TAREFA ESCRITA 1 =
Indique se cada uma das afirmações seguintes está de acordo com o excerto sobre as renovações automáticas nos contratos de arrendamento, respondendo sim ou não e citando textualmente as palavras do excerto que o decidem.
(a) A Lei n.º 13/2019 data de 12 de fevereiro.
(b) O período mínimo de renovação de 3 anos refere-se aos contratos para fins não habitacionais e o de 5 anos aos contratos para fins habitacionais.
(c) O núcleo duro da divergência de interpretação jurídica prende-se com a expressão inicial da norma.

EXCERTO =
++++++++
I - As renovações automáticas nos contratos de arrendamento

A questão apesar de não ser nova, mantém-se atual, dada a dúvida interpretativa que originou na doutrina e em virtude da jurisprudência recente e contraditória que se tem pronunciado sobre o tema.

Uma das principais questões que surgiu no seguimento da entrada em vigor da Lei n.º 13/2019, de 12 de fevereiro, passa por perceber se, com a nova redação passam a impor-se períodos mínimos de renovação, de 3 e 5 anos, para os contratos de arrendamento para fins habitacionais e não habitacionais, respetivamente, ou se, pelo contrário, a sua fixação se mantém na livre disponibilidade das partes.

Esta dúvida sustenta-se na nova redação em que se aditou o seguinte: “Salvo estipulação em contrário, o contrato celebrado com prazo certo renova-se automaticamente no seu termo e por períodos sucessivos de igual duração ou de três anos se esta for inferior, sem prejuízo do disposto no número seguinte”.

De facto, e estando numa área (a dos contratos) em que vigora, por excelência, o princípio da autonomia privada é incontestável que apenas por questões de razão maior poderá tal princípio ser circunscrito e as partes verem os seus direitos limitados por normas imperativas.

No entanto, o novo diploma de 2019 parece derrogar a pedra basilar das relações entre privados prevendo medidas destinadas a corrigir situações de desequilíbrio entre arrendatários e senhorios, a reforçar a segurança e a estabilidade do arrendamento urbano e a proteger arrendatários em situação de especial fragilidade.

Sendo que o núcleo duro da divergência de interpretação jurídica se prende com a expressão inicial da norma, “salvo estipulação em contrário”.
++++++++
(Registos de um conjunto de dados)

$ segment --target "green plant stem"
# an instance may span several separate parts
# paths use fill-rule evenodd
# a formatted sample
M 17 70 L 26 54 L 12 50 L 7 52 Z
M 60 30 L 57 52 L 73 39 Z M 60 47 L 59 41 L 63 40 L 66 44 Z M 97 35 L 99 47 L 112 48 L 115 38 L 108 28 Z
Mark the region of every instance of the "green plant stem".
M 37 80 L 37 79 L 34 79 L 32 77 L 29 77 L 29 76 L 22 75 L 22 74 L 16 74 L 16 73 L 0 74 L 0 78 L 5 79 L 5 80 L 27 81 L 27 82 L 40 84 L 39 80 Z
++++++++
TAREFA ESCRITA 2 = Altere todos os registos, substituindo “green plant stem” por “green leaf” e mantendo tudo o resto inalterado, e apresente-os de novo.

RESPOSTA DESENVOLVIDA 1 =
(a) Sim: "Lei n.º 13/2019, de 12 de fevereiro".
(b) Não: "de 3 e 5 anos, para os contratos de arrendamento para fins habitacionais e não habitacionais, respetivamente".
(c) Sim: "o núcleo duro da divergência de interpretação jurídica se prende com a expressão inicial da norma, “salvo estipulação em contrário”".

RESPOSTA DESENVOLVIDA 2 =
$ segment --target "green leaf"
# an instance may span several separate parts
# paths use fill-rule evenodd
# a formatted sample
M 17 70 L 26 54 L 12 50 L 7 52 Z
M 60 30 L 57 52 L 73 39 Z M 60 47 L 59 41 L 63 40 L 66 44 Z M 97 35 L 99 47 L 112 48 L 115 38 L 108 28 Z
Mark the region of every instance of the "green leaf".
M 37 80 L 37 79 L 34 79 L 32 77 L 29 77 L 29 76 L 22 75 L 22 74 L 16 74 L 16 73 L 0 74 L 0 78 L 5 79 L 5 80 L 27 81 L 27 82 L 40 84 L 39 80 Z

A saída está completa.